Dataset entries
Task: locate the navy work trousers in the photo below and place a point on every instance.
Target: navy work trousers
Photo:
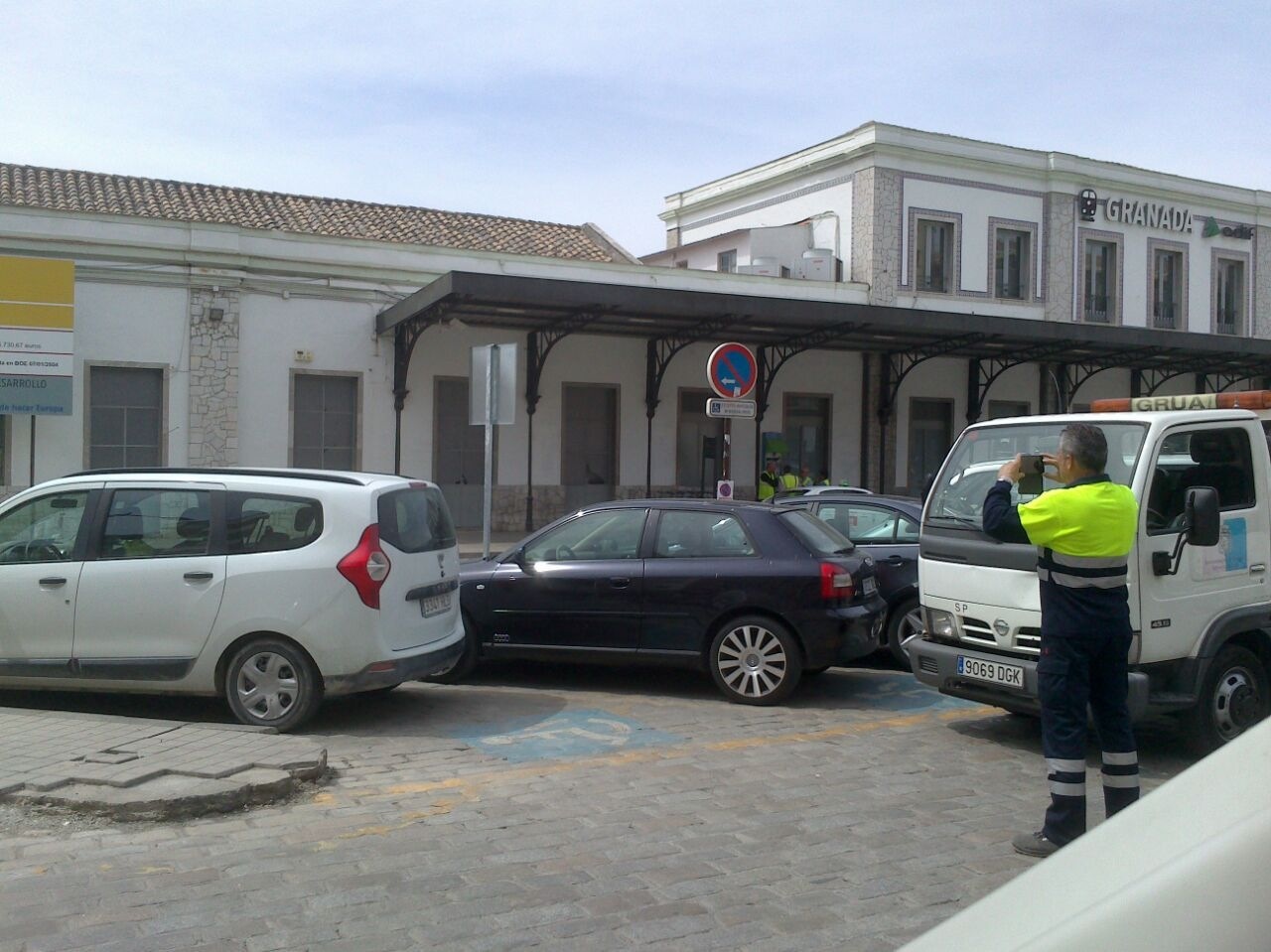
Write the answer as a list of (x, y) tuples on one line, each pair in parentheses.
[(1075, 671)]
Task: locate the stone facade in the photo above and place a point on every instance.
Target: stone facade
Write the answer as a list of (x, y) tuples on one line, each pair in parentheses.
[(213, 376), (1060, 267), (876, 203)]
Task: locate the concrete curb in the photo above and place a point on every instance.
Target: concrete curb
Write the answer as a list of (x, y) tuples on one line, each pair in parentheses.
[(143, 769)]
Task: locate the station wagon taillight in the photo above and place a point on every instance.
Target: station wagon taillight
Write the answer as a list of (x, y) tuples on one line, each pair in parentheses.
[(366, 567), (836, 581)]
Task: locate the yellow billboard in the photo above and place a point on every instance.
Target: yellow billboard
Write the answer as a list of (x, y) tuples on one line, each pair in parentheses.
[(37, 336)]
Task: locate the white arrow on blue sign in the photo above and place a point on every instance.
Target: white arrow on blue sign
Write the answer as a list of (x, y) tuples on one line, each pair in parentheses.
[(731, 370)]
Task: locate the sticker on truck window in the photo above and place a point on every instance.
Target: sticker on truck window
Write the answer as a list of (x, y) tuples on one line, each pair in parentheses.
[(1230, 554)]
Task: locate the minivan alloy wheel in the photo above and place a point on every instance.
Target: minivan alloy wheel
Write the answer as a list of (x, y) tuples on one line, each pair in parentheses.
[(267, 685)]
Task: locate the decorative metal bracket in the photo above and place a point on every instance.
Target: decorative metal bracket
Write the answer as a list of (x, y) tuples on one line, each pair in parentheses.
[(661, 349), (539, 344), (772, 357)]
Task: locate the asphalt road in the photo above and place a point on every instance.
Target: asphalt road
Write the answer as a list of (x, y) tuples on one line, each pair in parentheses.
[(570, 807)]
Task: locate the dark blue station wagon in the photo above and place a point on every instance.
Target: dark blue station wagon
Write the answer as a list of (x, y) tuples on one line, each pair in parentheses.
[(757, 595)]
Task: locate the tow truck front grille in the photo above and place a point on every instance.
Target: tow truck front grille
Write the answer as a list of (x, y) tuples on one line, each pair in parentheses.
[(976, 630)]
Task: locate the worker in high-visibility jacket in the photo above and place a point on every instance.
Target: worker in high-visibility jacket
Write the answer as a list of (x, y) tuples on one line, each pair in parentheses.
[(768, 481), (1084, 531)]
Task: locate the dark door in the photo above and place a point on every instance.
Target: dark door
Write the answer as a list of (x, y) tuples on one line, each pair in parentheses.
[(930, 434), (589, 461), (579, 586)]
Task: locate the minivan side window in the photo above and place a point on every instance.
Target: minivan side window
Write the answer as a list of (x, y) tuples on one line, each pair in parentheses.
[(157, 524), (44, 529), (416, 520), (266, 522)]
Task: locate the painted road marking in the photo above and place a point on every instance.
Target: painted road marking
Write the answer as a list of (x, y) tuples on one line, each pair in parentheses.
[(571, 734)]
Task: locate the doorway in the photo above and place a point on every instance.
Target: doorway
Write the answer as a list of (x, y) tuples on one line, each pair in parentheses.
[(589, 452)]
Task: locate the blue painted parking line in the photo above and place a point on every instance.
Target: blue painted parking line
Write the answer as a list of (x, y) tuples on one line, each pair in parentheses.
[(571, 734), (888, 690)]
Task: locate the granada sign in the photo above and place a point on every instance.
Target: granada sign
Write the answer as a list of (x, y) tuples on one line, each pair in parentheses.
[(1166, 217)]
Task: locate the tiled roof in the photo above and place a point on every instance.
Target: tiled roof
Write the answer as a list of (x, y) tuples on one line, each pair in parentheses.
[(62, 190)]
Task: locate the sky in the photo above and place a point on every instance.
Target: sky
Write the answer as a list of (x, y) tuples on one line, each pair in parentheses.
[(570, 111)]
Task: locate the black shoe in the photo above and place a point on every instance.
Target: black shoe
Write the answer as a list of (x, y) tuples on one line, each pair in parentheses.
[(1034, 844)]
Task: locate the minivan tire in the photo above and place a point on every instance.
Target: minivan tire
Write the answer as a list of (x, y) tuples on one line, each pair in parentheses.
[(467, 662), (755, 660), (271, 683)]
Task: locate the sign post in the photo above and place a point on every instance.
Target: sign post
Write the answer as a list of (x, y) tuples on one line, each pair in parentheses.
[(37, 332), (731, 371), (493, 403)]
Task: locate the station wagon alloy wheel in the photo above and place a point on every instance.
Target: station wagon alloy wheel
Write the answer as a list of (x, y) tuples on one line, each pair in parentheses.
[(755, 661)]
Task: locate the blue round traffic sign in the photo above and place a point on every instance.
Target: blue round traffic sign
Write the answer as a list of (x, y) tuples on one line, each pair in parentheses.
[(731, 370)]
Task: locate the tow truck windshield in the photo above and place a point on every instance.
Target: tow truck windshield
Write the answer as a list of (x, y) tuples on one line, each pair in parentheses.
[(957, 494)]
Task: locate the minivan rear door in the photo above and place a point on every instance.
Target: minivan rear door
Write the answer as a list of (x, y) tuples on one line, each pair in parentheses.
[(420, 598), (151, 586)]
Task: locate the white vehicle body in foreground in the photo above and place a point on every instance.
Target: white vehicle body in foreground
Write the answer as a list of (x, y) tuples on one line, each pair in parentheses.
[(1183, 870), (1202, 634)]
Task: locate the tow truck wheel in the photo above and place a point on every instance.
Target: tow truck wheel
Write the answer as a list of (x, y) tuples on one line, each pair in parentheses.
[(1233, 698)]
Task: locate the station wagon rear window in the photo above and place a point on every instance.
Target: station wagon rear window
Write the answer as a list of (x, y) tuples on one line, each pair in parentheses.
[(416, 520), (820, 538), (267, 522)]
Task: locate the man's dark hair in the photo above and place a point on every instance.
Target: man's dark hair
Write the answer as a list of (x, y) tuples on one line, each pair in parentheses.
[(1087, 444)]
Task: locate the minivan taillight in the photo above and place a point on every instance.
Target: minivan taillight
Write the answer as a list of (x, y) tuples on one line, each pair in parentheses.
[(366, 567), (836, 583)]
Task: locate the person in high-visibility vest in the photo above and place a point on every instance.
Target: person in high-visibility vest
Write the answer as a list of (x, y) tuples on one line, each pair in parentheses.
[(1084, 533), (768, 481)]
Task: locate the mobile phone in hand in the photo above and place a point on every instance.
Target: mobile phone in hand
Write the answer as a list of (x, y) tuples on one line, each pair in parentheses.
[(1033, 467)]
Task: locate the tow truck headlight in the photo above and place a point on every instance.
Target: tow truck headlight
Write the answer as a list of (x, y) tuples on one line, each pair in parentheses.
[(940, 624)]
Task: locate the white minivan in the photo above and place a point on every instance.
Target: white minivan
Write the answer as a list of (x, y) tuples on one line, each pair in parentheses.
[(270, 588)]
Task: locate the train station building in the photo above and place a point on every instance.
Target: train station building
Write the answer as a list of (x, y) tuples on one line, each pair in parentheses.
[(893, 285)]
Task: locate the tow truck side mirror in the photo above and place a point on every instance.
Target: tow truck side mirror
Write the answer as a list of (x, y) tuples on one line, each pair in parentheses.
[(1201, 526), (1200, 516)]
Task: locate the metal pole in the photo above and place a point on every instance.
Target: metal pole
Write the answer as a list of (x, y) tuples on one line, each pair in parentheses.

Prompt
Each record should be written out again exactly, though without its pictures.

Problem solution
Task: locate the navy work trousers in the photo below and place a point on every instance.
Target: navy work trousers
Photo:
Write the answer as a list of (x, y) tuples on one line, each pair in parentheses.
[(1075, 671)]
Task: locate the stone facade in the photo above and place a point on every instance.
Target: stone facade
Write the answer as a list of (x, y) tuples on one line, each pair in parentheses.
[(213, 376), (1060, 267), (876, 203)]
Task: locate the concrete curb in the photo above and place a point on every instance.
Target: concrete curb
Write the answer as a list of (x, y) tuples on one line, each pair in parentheses.
[(143, 769)]
Task: locate the station wagon taillight in the photo above and place a point on every instance.
Target: station wagon taillight
Write the answer as a list of (x, y) tuples on one line, each pair in parentheses.
[(366, 567), (836, 581)]
Task: locate the yellow billboard in the photo above and place a point on every instance.
Target: yellow billboard
Write the answer as a list of (x, y) tuples on one line, each pair in parentheses.
[(37, 336)]
Task: locate the white arrow on blue sign in the photo above and place a point on every instance.
Target: white arrow on blue sign
Write the answer as a list of (x, y) tuples on one line, each pair in parentheses.
[(731, 370)]
Task: locate the sticker on truck window in the photo above and place a point on every instance.
Target: sticker on truck window
Write the answer as a list of (x, y) tuples on one line, each pair in parentheses.
[(1230, 554)]
Task: locate the minivan alloy wheel in the photo above and place a point on every instance.
Target: minivan alloy wheel
Write the answer as a list of (x, y) tuples on one line, each pair in parentheses.
[(267, 685)]
Task: locate the decorative metal bracket in the photo above and place a point on every instance.
Target: decorative metal bracket
Write the answer as a list of (x, y) tuples on one line, each pair in parentheses.
[(661, 349), (539, 344), (772, 357)]
Task: locate the asphalt road in the photo above and place a point on every instance.
Target: asphalt road
Write the answer as a list of (x, y) tuples on one line, each pair in parentheses.
[(570, 807)]
Task: locate the dark blue station wagon in the photo above and place a point on every instance.
Target: dark blue station wagon
Write the answer as a list of (x, y) tuples on one line, each pair in parentheses.
[(757, 595)]
Task: locate the tow truck front grille in the photo above and place a point on every instance.
Target: tow truck front grille
Write the answer as a list of (x, y) tuples on one line, each pair in parentheses.
[(976, 630)]
Task: locate the worker in high-visibility jacket in the photo above and place a point on every instance.
Target: worker in high-visibility jacket
Write the answer as a list of (x, y) tuples on one line, each pair in parentheses.
[(768, 481), (1084, 531)]
Task: locate the dark door in the photo above and place a point on every instance.
Target: dark door
Write the answer as a list of (x, y) tuples on one line, each pair in parentheses.
[(930, 434), (589, 461), (579, 586)]
Task: locate the minivan side window in the photo above and place a point on every instance.
Target: minivan side window
Write the answer as a list of (x, y) tuples on one line, each pair in parentheses.
[(157, 524), (44, 529), (416, 520), (266, 522)]
Task: locate the painted road marking in the photo above and place a point on every instance.
Target: painted road marking
Write the answer as a list of (x, y) tuples on one line, each pair in parentheses.
[(571, 734)]
Task: locate the doorway in the photo above and place a point on every instance.
Target: doorway
Write the answer as a list of (x, y) tuples on one line, each pair in parentheses.
[(589, 452)]
Task: locate the blue painted parking line in the photo above and place a point on every instance.
Target: blue painted parking line
Write the answer as a list of (x, y) tuples on one line, each pair in parentheses.
[(571, 734), (888, 690)]
Task: locate the granada sign in the photo above and place a point on every instance.
Target: granada sign
Write the answer as a list of (x, y) tuples on one line, each pair in parentheses.
[(1166, 217)]
Task: locate the tiled roof in the photo above and place a point on every instance.
Target: tiled roof
Write the answer as a list of (x, y) tuples on one line, each pair in parentheses.
[(62, 190)]
Task: locate the sky in the photo above and place a point on every instance.
Target: sky
Write the answer as a list of (x, y) tuples on one line, each pair in parentheses.
[(570, 111)]
Task: locate the black shoe in the photo above and place a point on every instance.
Target: black shoe
Write the answer as a list of (x, y) tuples on one line, each pair in parentheses.
[(1034, 844)]
Task: locate the minivan tire in the photo above and place a point on every instance.
Target: minivan tire
Write the answer as a list of (x, y) tuples on one line, each pair in parentheses.
[(467, 662), (755, 660), (271, 683)]
Task: locate the sign post in the photo above and place a point on every instance.
Target: sign post
Write the answer as a list of (x, y) tuples on one line, each pair in parentheses.
[(37, 332), (731, 371), (493, 403)]
Task: locate the station wagon alloy wheel in the photo above and place a point on every instance.
Target: station wagon alloy wheel
Write the answer as a list of (x, y) tuples on one line, each pair in parentheses.
[(755, 661)]
Task: locate the blue round traffic sign in the photo above and place a point on every instance.
Target: blue round traffic sign
Write the answer as a list of (x, y) tuples on one line, each pair in parentheses.
[(731, 370)]
Task: locate the tow truck windshield in the photo above and place a point on every instance.
Target: tow truck windshield
Write the answer as a list of (x, y) tuples on one line, each pair in parentheses.
[(957, 494)]
Task: locate the minivan rear door in the photo above and place a point on every instance.
Target: minivan rear door
Write the answer as a list of (x, y) tuples on one line, each pair in parentheses.
[(420, 598), (151, 586)]
Task: locate the white vehicle body in foreground in the photo above and place a point on every instance.
Target: white vehicle body in foreground
Write the answer as a list of (x, y) tuples on one line, each pair in parentheses.
[(1183, 870), (1202, 634)]
Task: locate the tow truck wheel in the photo above and place a point on every instance.
Target: tow truck wheel
Write the answer as a list of (x, y) tuples on one line, each pair in parentheses.
[(1233, 698)]
Task: locate the station wagon rear window in the photo above and place a point on every instance.
Target: station wagon rear window
Write the answer as a list of (x, y) tuples on one line, each pair in parentheses.
[(416, 520), (820, 538), (267, 522)]
Task: locate the man's dark hair in the photo above and place a point on every instance.
Target: man's dark hair
Write the answer as a list of (x, y) tuples on one line, each pair in parentheses.
[(1087, 444)]
Task: locate the minivan taillight in the photo above and place a point on every instance.
Target: minivan taillight
Write the answer as a list of (x, y) tuples on one line, each pair in parentheses.
[(366, 567), (836, 583)]
Task: locate the person in high-visibility vest in the photo above and place a point on every instance.
Target: person in high-visibility vest
Write the answer as a list of (x, y) tuples on one line, each pair in parentheses.
[(1084, 533), (768, 481)]
Task: locate the mobile phone in hand in the photo above and place a point on every instance.
Target: mobile phone in hand
Write the answer as a list of (x, y) tuples on one line, each pair in parentheses.
[(1033, 467)]
Task: locate the tow truck headlight in the photo above and place a point on every instance.
Target: tow truck headlight
Write the answer as a list of (x, y) tuples on one line, each pair in parentheses.
[(940, 624)]
Task: locate the white minivan in the photo above and place a point on every instance.
Target: white minivan
Write the answer as a list of (x, y) tuples on one line, each pair in parentheses.
[(270, 588)]
Task: locate the train station building in the photo above and place a point on every instance.
Target: train station building
Write the answer as a list of (x, y) tuples on one line, each pair in parentheses.
[(893, 285)]
Task: locate the tow truck side mirror in the photo above and place a point on every instance.
Target: tow truck side mirror
Write the answer as a list of (x, y) tuples on one line, each pair in parentheses.
[(1201, 526), (1200, 516)]
Task: locate the metal pole in the photo above and place a point on every instance.
Target: metal pole
Write the answer as a list of (x, y) tuples on one line, each pair in parentheses.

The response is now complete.